*DATA PROVIDED*:
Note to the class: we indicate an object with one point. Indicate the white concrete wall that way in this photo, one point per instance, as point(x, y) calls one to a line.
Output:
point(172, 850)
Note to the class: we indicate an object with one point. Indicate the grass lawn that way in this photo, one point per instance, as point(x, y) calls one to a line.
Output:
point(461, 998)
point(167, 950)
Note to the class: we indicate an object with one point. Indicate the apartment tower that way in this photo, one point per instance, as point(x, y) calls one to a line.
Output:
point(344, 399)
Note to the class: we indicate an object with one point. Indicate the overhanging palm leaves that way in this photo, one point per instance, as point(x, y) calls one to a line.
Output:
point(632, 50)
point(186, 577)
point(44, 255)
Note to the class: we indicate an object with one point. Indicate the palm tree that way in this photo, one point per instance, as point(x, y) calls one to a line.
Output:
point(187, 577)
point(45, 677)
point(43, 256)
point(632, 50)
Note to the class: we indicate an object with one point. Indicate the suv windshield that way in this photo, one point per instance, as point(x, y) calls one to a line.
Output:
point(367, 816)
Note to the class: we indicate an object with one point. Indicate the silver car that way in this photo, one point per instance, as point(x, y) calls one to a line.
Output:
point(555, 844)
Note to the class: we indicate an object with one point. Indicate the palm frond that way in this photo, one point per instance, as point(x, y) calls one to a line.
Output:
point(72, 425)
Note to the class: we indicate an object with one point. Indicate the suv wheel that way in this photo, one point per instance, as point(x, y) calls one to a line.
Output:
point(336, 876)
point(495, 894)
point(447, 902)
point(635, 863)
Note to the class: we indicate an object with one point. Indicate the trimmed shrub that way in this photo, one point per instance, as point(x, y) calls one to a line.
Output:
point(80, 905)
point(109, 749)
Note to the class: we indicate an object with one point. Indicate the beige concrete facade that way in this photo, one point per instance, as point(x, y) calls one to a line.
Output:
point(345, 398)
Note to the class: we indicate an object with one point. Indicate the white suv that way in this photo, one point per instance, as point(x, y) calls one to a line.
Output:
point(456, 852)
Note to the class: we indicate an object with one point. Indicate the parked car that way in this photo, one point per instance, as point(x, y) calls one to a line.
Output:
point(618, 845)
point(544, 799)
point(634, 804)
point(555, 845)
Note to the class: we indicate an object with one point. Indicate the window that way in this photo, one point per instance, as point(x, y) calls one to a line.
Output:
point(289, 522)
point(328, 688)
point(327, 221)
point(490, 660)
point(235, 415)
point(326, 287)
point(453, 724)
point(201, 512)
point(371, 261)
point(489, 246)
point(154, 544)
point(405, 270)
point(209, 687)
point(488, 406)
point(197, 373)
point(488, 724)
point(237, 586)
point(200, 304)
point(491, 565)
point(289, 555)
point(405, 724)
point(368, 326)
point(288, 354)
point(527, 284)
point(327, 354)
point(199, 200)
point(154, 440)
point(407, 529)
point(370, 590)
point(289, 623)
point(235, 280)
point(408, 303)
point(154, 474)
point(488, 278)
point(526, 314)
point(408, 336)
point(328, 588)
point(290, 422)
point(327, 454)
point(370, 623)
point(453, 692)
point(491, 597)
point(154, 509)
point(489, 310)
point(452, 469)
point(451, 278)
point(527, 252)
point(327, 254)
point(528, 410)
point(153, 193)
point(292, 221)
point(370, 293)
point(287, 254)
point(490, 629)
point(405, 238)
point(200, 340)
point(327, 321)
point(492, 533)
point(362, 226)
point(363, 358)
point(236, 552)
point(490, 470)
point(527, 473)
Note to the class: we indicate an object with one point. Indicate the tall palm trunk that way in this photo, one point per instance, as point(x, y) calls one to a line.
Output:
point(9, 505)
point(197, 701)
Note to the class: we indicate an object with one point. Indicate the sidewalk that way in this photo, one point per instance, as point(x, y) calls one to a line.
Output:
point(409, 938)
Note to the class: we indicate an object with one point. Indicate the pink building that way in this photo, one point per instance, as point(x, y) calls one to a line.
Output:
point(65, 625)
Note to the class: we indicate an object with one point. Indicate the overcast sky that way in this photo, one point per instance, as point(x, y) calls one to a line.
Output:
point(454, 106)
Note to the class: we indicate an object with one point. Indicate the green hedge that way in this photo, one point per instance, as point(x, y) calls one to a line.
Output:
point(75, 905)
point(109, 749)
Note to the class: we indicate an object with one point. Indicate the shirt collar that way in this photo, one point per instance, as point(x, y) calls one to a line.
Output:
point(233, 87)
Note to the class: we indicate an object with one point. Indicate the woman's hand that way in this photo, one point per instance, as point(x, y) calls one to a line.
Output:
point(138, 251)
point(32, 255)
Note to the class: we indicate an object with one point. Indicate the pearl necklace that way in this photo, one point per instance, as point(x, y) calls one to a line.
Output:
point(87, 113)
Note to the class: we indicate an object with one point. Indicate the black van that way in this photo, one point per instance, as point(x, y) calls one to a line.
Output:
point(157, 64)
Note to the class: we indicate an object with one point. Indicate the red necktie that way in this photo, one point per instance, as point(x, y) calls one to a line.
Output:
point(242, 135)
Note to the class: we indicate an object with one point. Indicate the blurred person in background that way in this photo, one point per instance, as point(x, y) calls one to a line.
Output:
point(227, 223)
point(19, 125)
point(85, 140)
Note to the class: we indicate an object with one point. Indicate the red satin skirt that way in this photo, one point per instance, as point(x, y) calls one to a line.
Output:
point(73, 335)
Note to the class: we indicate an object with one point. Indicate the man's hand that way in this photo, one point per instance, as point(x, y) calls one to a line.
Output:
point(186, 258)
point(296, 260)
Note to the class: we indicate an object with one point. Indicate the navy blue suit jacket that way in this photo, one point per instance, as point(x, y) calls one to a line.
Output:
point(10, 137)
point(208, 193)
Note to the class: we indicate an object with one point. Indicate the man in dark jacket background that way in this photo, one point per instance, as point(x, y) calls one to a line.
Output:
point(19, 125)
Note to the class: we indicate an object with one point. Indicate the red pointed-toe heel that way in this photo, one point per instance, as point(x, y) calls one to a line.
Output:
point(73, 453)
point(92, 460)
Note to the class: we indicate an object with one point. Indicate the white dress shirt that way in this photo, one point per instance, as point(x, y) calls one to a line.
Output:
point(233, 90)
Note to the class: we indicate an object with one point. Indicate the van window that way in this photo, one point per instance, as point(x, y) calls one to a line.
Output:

*EXERCISE GOAL*:
Echo every one of the entries above line for line, with no changes.

*WRITTEN ANSWER*:
Note to the class: we indicate an object with one point. Indicate the white concrete wall that way in this photo, one point per instance, as point(x, y) calls one to a line.
Output:
point(172, 850)
Note to the class: we indicate an object with one point. Indicate the grass lawn that way in this photo, one point per instance, as point(x, y) calls one to a line.
Output:
point(461, 998)
point(167, 950)
Note to the class: we indicate an object with one point. Indicate the apartment tower that way in this photo, one point per instance, as point(x, y) calls one to a line.
Output:
point(344, 399)
Note to the class: we indicate an object with one point. Indicate the overhanging palm leaves that way in this photo, one point per instance, as point(x, y) calls one to a line.
Output:
point(632, 50)
point(186, 577)
point(44, 255)
Note to the class: we indicate an object with one point. Indicate the palm tree that way in this photo, one point per instance, as point(x, y) calls one to a line.
Output:
point(187, 577)
point(45, 677)
point(43, 256)
point(632, 50)
Note to the class: we indicate an object with one point. Indicate the suv windshield that way in this photo, one point per instance, as point(x, y) calls one to a line.
Output:
point(367, 816)
Note to the class: we indicate an object with one point. Indicate the silver car that way in this photo, one point per instance, as point(x, y) calls one to a line.
Output:
point(555, 844)
Note to the class: we indicate an object with one point. Indicate the palm frond that way in this photo, one point per instance, as point(x, y) calls one to a line.
Output:
point(72, 425)
Note to the class: we indicate an object with one point. Indicate the suv wheel that way in this photo, one point per instance, as point(x, y) calls one to a line.
Output:
point(336, 876)
point(495, 894)
point(447, 902)
point(635, 863)
Note to the class: we indicate an object with one point. Indicate the trimmed shrub that way in this photo, one point per instance, as point(x, y) calls one to a line.
Output:
point(80, 905)
point(109, 749)
Note to the class: we indicate an object with one point. Indicate the beige concrete facade that way in this photo, one point per instance, as point(x, y) calls one to a line.
Output:
point(345, 398)
Note to the class: we indicate an object with one point. Indicate the white suv that way in this photo, one point per instance, as point(x, y) calls one to a line.
Output:
point(456, 852)
Note to the class: we indicate an object with one point. Indicate the parked car that way in this photo, one point per instance, as point(x, y) calls one to a line.
Output:
point(618, 845)
point(544, 799)
point(634, 804)
point(555, 845)
Note to the class: we indicate an object with one point. Indicate the window that way in this photo, one point per instance, as point(x, y) calls one to a line.
Output:
point(289, 522)
point(328, 688)
point(327, 221)
point(490, 660)
point(235, 415)
point(326, 287)
point(453, 724)
point(201, 512)
point(371, 261)
point(489, 246)
point(154, 544)
point(405, 270)
point(209, 687)
point(488, 406)
point(197, 373)
point(488, 724)
point(237, 586)
point(200, 304)
point(491, 565)
point(289, 555)
point(405, 724)
point(368, 326)
point(288, 354)
point(527, 284)
point(327, 354)
point(199, 200)
point(154, 440)
point(407, 529)
point(370, 590)
point(289, 623)
point(235, 280)
point(408, 303)
point(154, 474)
point(488, 278)
point(526, 314)
point(408, 336)
point(328, 588)
point(290, 422)
point(327, 454)
point(370, 623)
point(453, 692)
point(491, 597)
point(154, 509)
point(489, 310)
point(452, 469)
point(451, 278)
point(527, 252)
point(327, 254)
point(528, 410)
point(153, 193)
point(292, 221)
point(370, 293)
point(287, 254)
point(490, 629)
point(405, 238)
point(200, 340)
point(327, 321)
point(492, 533)
point(362, 226)
point(363, 358)
point(236, 552)
point(490, 470)
point(527, 473)
Note to the class: we indicate an object with one point. Indicate the tall palm trunk that way in this photo, one point per instance, as point(x, y) calls one to a line.
Output:
point(9, 505)
point(197, 701)
Note to the class: we indicate an object with one point. Indicate the sidewalk that way in this photo, one point per instance, as point(x, y) calls one to a line.
Output:
point(409, 938)
Note to the class: we indicate an object with one point. Indicate the pink building that way in this photo, one point per instance, as point(x, y) calls one to a line.
Output:
point(65, 625)
Note to the class: we indicate an object with one point. Indicate the overcast sky that way in this photo, one point per instance, as point(x, y) calls one to a line.
Output:
point(454, 106)
Note to the class: we indicate an object with one point. Indicate the green hedge that way in this photo, one point per instance, as point(x, y) calls one to a line.
Output:
point(75, 905)
point(109, 749)
Note to the class: we indicate an object with one point. Indicate the shirt collar that way in this photo, one point per instance, as point(x, y) calls one to a line.
Output:
point(233, 87)
Note to the class: we indicate an object with one point. Indicate the woman's hand that way in this photo, one point per instance, as point(x, y) calls one to a line.
Output:
point(138, 251)
point(32, 255)
Note to the class: we indicate an object with one point. Indicate the pearl necklace that way in this photo, one point per instance, as point(x, y) calls one to a line.
Output:
point(87, 113)
Note to the class: we indicate an object with one point. Indicate the black van that way in this photo, one point per instance, as point(x, y) calls one to a line.
Output:
point(157, 64)
Note to the class: we indicate an object with one point. Indicate the red necktie that way in this photo, one point per instance, as point(x, y) calls one to a line.
Output:
point(242, 135)
Note to the class: we indicate an object with one point. Indicate the blurred person in background that way in this photo, one point per instance, as point(x, y) calls one to a line.
Output:
point(227, 223)
point(19, 125)
point(85, 140)
Note to the class: we indicate an object with one point. Indicate the red satin skirt that way in this photo, one point per instance, as point(x, y) calls one to a line.
Output:
point(73, 335)
Note to the class: we indicate an object with one point. Indicate the man's hand that way in this photo, one point per instance, as point(x, y) calls one to a line.
Output:
point(186, 258)
point(296, 260)
Note to the class: we indicate an object with one point. Indicate the navy blue suit jacket that way in this photo, one point per instance, as point(x, y) calls one to a line.
Output:
point(10, 137)
point(208, 193)
Note to the class: we indicate an object with one point. Indicate the man in dark jacket background that way in this photo, one point per instance, as point(x, y) calls one to a line.
Output:
point(19, 125)
Note to the class: we indicate an object with one point. Indicate the red pointed-toe heel that way in this photo, one point per instance, as point(x, y) calls one to a line.
Output:
point(73, 453)
point(92, 460)
Note to the class: we indicate an object with one point. Indicate the white dress shirt that way in this photo, one point per instance, as point(x, y) calls one to a line.
Output:
point(233, 90)
Note to the class: we indicate an object with one point. Indicate the van window that way in this photo, one point per instance, as point(x, y) calls one to a line.
Output:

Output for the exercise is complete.